_Task to complete_: Across the whole listing, copy out every line that includes the string "moss".

┌────────

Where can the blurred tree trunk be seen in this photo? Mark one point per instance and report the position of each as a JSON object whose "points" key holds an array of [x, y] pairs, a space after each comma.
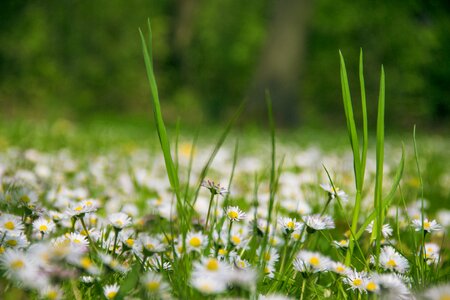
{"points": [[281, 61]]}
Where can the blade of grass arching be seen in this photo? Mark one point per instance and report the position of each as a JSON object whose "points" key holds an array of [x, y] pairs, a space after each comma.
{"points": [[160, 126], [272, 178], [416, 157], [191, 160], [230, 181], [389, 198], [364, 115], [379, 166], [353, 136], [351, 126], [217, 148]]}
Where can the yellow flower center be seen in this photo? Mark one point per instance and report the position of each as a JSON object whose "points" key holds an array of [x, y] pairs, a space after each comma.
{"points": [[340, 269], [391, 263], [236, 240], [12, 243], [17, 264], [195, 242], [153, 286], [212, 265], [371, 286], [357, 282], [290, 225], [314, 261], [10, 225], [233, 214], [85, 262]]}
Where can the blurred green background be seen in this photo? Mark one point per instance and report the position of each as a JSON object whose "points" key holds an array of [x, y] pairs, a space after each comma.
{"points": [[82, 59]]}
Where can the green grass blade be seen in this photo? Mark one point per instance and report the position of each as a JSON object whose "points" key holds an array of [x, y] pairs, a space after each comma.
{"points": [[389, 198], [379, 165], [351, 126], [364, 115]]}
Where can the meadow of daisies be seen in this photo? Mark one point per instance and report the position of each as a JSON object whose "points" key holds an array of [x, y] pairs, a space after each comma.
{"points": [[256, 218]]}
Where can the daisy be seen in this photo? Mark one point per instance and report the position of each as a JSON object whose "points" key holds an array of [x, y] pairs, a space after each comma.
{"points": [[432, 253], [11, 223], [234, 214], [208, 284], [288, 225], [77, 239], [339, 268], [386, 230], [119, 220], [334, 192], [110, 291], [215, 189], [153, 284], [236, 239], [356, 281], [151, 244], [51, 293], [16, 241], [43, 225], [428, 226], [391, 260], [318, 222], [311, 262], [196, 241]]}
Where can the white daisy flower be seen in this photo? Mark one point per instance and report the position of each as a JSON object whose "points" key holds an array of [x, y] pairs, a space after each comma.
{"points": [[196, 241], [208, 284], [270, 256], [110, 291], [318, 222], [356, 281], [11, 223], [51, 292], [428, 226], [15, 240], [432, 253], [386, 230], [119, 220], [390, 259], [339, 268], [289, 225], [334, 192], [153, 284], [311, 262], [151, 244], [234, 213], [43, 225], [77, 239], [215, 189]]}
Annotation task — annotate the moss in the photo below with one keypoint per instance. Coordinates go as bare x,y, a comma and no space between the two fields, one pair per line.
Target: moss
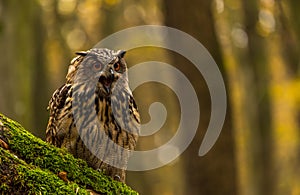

└────────

_Response box_:
Annotation task — annotate the moss in the photo below with one keypoint per instance. Coordinates go as bare x,y, a comma and no space between the two fields, one pair per line.
Target: moss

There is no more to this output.